Return each line of the records with nothing changed, pictures excepted.

____

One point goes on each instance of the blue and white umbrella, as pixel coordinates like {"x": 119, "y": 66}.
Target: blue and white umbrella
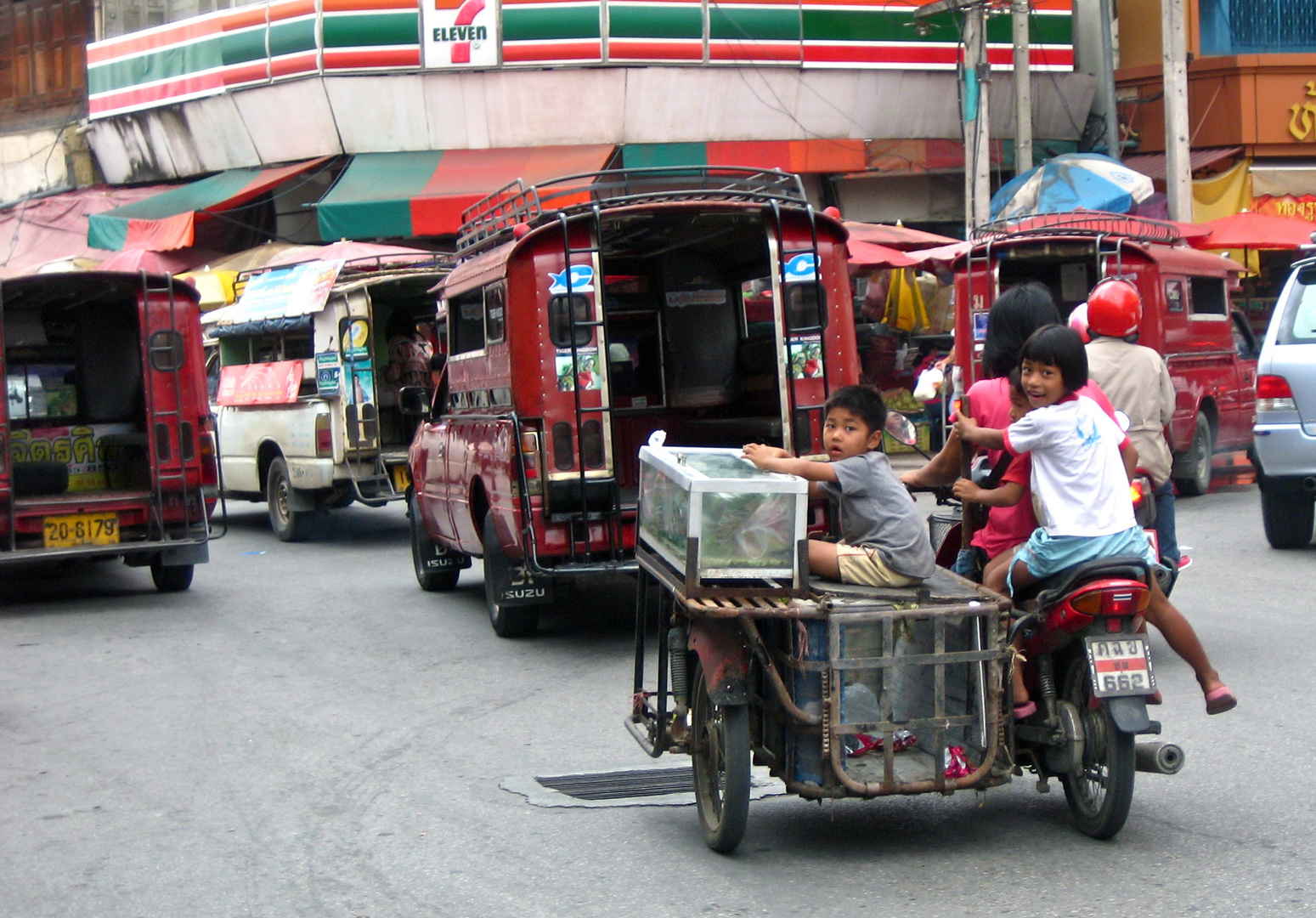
{"x": 1070, "y": 182}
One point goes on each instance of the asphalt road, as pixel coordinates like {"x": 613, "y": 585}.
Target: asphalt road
{"x": 306, "y": 733}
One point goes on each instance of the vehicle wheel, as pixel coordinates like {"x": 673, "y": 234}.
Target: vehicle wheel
{"x": 507, "y": 620}
{"x": 287, "y": 523}
{"x": 423, "y": 548}
{"x": 1099, "y": 796}
{"x": 1198, "y": 462}
{"x": 720, "y": 759}
{"x": 172, "y": 579}
{"x": 1287, "y": 517}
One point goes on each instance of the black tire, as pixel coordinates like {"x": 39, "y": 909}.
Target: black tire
{"x": 172, "y": 579}
{"x": 507, "y": 620}
{"x": 1287, "y": 515}
{"x": 1100, "y": 796}
{"x": 1198, "y": 462}
{"x": 720, "y": 759}
{"x": 287, "y": 523}
{"x": 431, "y": 581}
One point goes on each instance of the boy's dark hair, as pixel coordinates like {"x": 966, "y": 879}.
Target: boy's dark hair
{"x": 863, "y": 400}
{"x": 1059, "y": 345}
{"x": 1014, "y": 316}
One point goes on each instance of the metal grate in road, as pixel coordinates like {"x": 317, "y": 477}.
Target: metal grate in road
{"x": 620, "y": 785}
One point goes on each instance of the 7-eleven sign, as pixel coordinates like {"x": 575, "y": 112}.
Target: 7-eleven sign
{"x": 460, "y": 33}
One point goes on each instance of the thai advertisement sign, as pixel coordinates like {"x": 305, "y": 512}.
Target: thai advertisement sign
{"x": 283, "y": 292}
{"x": 460, "y": 33}
{"x": 261, "y": 383}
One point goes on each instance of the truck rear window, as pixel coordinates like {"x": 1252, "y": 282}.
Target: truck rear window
{"x": 1298, "y": 324}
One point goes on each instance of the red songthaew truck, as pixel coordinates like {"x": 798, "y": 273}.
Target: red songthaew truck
{"x": 107, "y": 445}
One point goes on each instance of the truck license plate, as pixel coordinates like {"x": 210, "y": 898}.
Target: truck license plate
{"x": 1120, "y": 666}
{"x": 81, "y": 530}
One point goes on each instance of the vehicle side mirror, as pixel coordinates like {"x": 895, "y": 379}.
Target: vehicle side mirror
{"x": 414, "y": 400}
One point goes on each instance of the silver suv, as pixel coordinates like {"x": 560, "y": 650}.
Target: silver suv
{"x": 1285, "y": 434}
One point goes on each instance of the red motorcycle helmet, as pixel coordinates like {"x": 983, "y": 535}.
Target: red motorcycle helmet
{"x": 1114, "y": 309}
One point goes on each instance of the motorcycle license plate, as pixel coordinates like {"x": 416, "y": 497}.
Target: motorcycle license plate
{"x": 1120, "y": 666}
{"x": 79, "y": 530}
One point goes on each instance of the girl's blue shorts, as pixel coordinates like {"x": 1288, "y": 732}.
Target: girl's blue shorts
{"x": 1047, "y": 555}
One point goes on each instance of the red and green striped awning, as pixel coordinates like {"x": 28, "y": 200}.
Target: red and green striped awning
{"x": 788, "y": 156}
{"x": 398, "y": 196}
{"x": 167, "y": 220}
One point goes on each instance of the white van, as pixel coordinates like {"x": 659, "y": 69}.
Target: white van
{"x": 306, "y": 406}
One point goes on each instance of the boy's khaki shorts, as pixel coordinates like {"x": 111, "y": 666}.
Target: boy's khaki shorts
{"x": 867, "y": 568}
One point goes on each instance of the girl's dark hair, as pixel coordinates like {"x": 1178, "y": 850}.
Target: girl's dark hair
{"x": 1059, "y": 345}
{"x": 1014, "y": 316}
{"x": 862, "y": 400}
{"x": 1016, "y": 383}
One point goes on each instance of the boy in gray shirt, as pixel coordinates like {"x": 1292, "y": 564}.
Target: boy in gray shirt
{"x": 884, "y": 541}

____

*COMPLETE RESPONSE*.
One point goes on each instance of the blue and white umbrella, as pixel coordinates like {"x": 119, "y": 66}.
Target: blue and white umbrella
{"x": 1070, "y": 182}
One point goes on each instance of the asphalt road, as pixel coordinates like {"x": 613, "y": 585}.
Target: asphalt road
{"x": 306, "y": 733}
One point goes on each instance of the vehicle wheel, as pixel coordinates like {"x": 673, "y": 234}.
Target: vehicle wheel
{"x": 507, "y": 620}
{"x": 287, "y": 523}
{"x": 423, "y": 548}
{"x": 1099, "y": 796}
{"x": 1198, "y": 462}
{"x": 720, "y": 759}
{"x": 172, "y": 579}
{"x": 1287, "y": 517}
One point goes on each instance of the black tire, as pixel coordinates like {"x": 39, "y": 909}.
Target: black tire
{"x": 172, "y": 579}
{"x": 507, "y": 620}
{"x": 1287, "y": 515}
{"x": 1100, "y": 796}
{"x": 1198, "y": 462}
{"x": 720, "y": 759}
{"x": 287, "y": 523}
{"x": 431, "y": 581}
One point goes on each instance of the boy's dark hair, as pixel coordinates like {"x": 966, "y": 879}.
Target: boy's dark hair
{"x": 863, "y": 400}
{"x": 1059, "y": 345}
{"x": 1014, "y": 316}
One point goes on each instance of the metal grate in road, as pixel coordinates like {"x": 317, "y": 477}.
Target: metal grate in road
{"x": 620, "y": 785}
One point goes on each instance of the 7-eleven sign, as pixel coordinates like {"x": 575, "y": 112}.
Target: 7-eleven sign
{"x": 460, "y": 33}
One point goes on each instance of the thai advertisement sign, as pixel coordinates like {"x": 305, "y": 512}.
Target: thai advertisement sign
{"x": 283, "y": 292}
{"x": 460, "y": 33}
{"x": 261, "y": 383}
One point goes on each instance of the truck rear window, as pixel coordinates like {"x": 1252, "y": 282}.
Target: truck rear window
{"x": 1298, "y": 324}
One point goes on each instance of the red songthaew truck, as pixel coordinates like {"x": 798, "y": 273}.
Target: red songthaew truck
{"x": 107, "y": 445}
One point goes on each instance of the truck license plate, as pixel coordinates like {"x": 210, "y": 898}.
Target: truck license plate
{"x": 1120, "y": 666}
{"x": 81, "y": 530}
One point goes on each instance of the vehicle side mirror, as pixel coordinates like {"x": 895, "y": 379}.
Target: vehicle side mirror
{"x": 414, "y": 400}
One point goes on each instance of the silver suv, as pixel coordinates like {"x": 560, "y": 650}.
Target: silver suv
{"x": 1285, "y": 434}
One point goes on each instance of the red motorcycle helmet, as pixel coordinates like {"x": 983, "y": 535}.
Target: red motorcycle helmet
{"x": 1114, "y": 309}
One point goes on each instance of the motorcycle license plate, as pixel coordinates like {"x": 416, "y": 497}.
Target: motorcycle license plate
{"x": 1120, "y": 666}
{"x": 79, "y": 530}
One point goes on each instance of the girl's blue shorts, as pixel coordinates like {"x": 1288, "y": 732}.
Target: girl's blue shorts
{"x": 1047, "y": 555}
One point goes on each instance of the red and green striped awning, as pixel coordinates like {"x": 28, "y": 200}.
Target: red and green striped awning
{"x": 788, "y": 156}
{"x": 398, "y": 196}
{"x": 167, "y": 220}
One point goes on each instance of the white van, as pixel coordinates like {"x": 659, "y": 69}.
Target: white van
{"x": 306, "y": 406}
One point goes on each instance of the boy's khaki shorts, as pixel coordinates like {"x": 111, "y": 666}.
Target: boy's khaki shorts
{"x": 867, "y": 568}
One point goes on each instance of the girl's dark hair, as pixel coordinates like {"x": 1178, "y": 850}.
Target: girl's dark hair
{"x": 1059, "y": 345}
{"x": 1014, "y": 316}
{"x": 862, "y": 400}
{"x": 1016, "y": 383}
One point goes on each instance of the boy in gray shirt, as pixel coordinates like {"x": 1292, "y": 564}.
Target: boy in gray shirt
{"x": 884, "y": 541}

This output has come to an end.